Selected extract >>

Written by David O’Neill, JD, Director of Investigations, PolicyFind

The Indiana Court of Appeals opinion in General Housewares Corp. v. National Sur. Corp. 741 N.E.2d 408, 413 (Ind. Ct. App. 2000) established the adoption of the common law known loss doctrine under Indiana insurance law. In that opinion, the Court stated that:

“Simply put, “the known loss doctrine” states that one may not obtain insurance for a loss that has already taken place.”

In General Housewares Corp., the Court of Appeals declared that the doctrine applied where an insured had “actual knowledge that a loss has occurred, is occurring, or is substantially certain to occur on or before the effective date of the policy.” Since that decision, the Court has taken cases on appeal that require it to further define what the term “loss” actually means in the context of what needs to be known to preclude insurance coverage under this doctrine. Its rulings in two of these cases appear at odds and call for some clarification regarding the application of the doctrine to environmental claims in Indiana.

Thomson, Inc. v. XL Insurance America, Inc.

In the Thomson, Inc. v. XL Insurance America, Inc., a case, which came before the Indiana Court of Appeals in December, 2014, the Court had an occasion to reflect on its General Housewares ruling. It recollected that in that case, it had been “careful to distinguish between the ‘substantial certainty test’ it had adopted and the ‘substantial probability test’ that a minority of other jurisdictions uses.” It recalled that in General Housewares, the rule was: “When determining ‘loss,’…..a loss for purposes of the known loss doctrine is not the underlying injury, but instead, the liability for that underlying injury.” It was not when the environmental damage became known that the loss became known, but when the liability for the environmental damage became known that was the determining event in the Courts analysis.

The facts in the Thomson, Inc. case were these: environmental pollution at two Thomson, Inc. sites (in Taiwan and Ohio) became evident to it when it bought the contaminated property. At neither location was environmental agency authority exercised at the time of purchase that legally required Thomson, Inc. to engage in environmental remediation of the land. In Taiwan there was no retroactive liability statute in place at the time of purchase. In Ohio, Thomson had been cooperating with the state environmental authorities in the remediation of adjacent property but not the parcel of land in question.

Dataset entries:
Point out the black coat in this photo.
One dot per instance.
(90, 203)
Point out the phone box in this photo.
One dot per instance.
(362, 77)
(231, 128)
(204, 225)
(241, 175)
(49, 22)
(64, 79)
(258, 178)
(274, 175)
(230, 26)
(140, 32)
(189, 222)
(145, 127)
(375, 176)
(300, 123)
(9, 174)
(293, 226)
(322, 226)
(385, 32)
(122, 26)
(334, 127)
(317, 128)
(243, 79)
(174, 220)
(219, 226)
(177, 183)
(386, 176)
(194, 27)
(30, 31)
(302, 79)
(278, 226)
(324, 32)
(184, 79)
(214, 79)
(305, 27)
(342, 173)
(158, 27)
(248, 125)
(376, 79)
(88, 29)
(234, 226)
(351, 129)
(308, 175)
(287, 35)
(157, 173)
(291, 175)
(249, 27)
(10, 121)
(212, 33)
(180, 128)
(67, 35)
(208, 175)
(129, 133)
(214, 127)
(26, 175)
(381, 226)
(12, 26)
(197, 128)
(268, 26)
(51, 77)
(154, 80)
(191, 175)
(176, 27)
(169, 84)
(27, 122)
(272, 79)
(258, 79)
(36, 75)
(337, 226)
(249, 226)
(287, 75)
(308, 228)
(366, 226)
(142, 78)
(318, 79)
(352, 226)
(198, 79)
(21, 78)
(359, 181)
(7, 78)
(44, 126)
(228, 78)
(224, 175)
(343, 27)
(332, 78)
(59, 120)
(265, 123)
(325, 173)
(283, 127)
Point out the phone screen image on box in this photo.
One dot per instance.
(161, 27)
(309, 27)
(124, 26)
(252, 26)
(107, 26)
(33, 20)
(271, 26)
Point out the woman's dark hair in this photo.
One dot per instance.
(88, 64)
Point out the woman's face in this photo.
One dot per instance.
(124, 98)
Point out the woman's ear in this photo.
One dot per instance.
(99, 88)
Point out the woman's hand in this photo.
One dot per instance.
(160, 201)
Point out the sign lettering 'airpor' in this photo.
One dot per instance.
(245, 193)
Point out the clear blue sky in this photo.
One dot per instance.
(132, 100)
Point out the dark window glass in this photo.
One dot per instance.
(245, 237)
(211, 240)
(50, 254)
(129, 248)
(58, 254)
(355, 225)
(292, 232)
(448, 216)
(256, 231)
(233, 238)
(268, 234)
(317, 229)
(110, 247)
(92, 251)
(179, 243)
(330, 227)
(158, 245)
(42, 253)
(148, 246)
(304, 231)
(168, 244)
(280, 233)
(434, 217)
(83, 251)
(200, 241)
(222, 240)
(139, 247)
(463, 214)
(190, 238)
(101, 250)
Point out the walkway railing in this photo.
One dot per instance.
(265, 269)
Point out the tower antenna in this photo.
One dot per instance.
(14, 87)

Directions for this task >> Write out the entire article on the known loss doctrine word for word. Work only from the article on the known loss doctrine.

Solution below >>
Written by David O’Neill, JD, Director of Investigations, PolicyFind

The Indiana Court of Appeals opinion in General Housewares Corp. v. National Sur. Corp. 741 N.E.2d 408, 413 (Ind. Ct. App. 2000) established the adoption of the common law known loss doctrine under Indiana insurance law. In that opinion, the Court stated that:

“Simply put, “the known loss doctrine” states that one may not obtain insurance for a loss that has already taken place.”

In General Housewares Corp., the Court of Appeals declared that the doctrine applied where an insured had “actual knowledge that a loss has occurred, is occurring, or is substantially certain to occur on or before the effective date of the policy.” Since that decision, the Court has taken cases on appeal that require it to further define what the term “loss” actually means in the context of what needs to be known to preclude insurance coverage under this doctrine. Its rulings in two of these cases appear at odds and call for some clarification regarding the application of the doctrine to environmental claims in Indiana.

Thomson, Inc. v. XL Insurance America, Inc.

In the Thomson, Inc. v. XL Insurance America, Inc., a case, which came before the Indiana Court of Appeals in December, 2014, the Court had an occasion to reflect on its General Housewares ruling. It recollected that in that case, it had been “careful to distinguish between the ‘substantial certainty test’ it had adopted and the ‘substantial probability test’ that a minority of other jurisdictions uses.” It recalled that in General Housewares, the rule was: “When determining ‘loss,’…..a loss for purposes of the known loss doctrine is not the underlying injury, but instead, the liability for that underlying injury.” It was not when the environmental damage became known that the loss became known, but when the liability for the environmental damage became known that was the determining event in the Courts analysis.

The facts in the Thomson, Inc. case were these: environmental pollution at two Thomson, Inc. sites (in Taiwan and Ohio) became evident to it when it bought the contaminated property. At neither location was environmental agency authority exercised at the time of purchase that legally required Thomson, Inc. to engage in environmental remediation of the land. In Taiwan there was no retroactive liability statute in place at the time of purchase. In Ohio, Thomson had been cooperating with the state environmental authorities in the remediation of adjacent property but not the parcel of land in question.